= Assignment =
Return each line of the listing that contains the string "blue".

= Data extracts =
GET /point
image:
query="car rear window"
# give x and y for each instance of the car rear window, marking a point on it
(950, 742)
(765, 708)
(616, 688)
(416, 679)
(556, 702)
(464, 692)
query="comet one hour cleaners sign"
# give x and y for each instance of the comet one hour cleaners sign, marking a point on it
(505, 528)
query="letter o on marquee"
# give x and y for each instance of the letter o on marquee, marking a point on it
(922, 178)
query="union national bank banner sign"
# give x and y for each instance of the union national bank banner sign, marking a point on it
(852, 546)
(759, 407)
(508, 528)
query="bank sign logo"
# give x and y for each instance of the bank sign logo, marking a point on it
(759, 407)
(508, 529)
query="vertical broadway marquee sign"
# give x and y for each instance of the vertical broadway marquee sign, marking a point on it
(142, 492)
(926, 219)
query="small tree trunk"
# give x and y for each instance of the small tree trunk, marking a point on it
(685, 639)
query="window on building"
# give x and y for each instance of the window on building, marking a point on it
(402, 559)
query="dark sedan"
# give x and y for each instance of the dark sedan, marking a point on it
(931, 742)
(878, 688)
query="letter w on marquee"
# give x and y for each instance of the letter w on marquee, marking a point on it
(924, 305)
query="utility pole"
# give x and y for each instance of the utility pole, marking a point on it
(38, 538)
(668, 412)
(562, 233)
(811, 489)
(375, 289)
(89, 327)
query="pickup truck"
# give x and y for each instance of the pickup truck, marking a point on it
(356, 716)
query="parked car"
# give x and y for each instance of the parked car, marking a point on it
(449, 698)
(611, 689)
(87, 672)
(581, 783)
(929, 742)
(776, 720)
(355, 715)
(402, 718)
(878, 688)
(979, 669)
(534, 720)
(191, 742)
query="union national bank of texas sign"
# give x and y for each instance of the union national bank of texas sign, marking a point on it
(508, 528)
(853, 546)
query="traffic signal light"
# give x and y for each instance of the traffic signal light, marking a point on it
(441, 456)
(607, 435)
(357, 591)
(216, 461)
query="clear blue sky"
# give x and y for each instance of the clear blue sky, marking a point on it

= Solution to this problem =
query="clear blue sky"
# give x and y for each instance of the clear blue sky, marking a point on it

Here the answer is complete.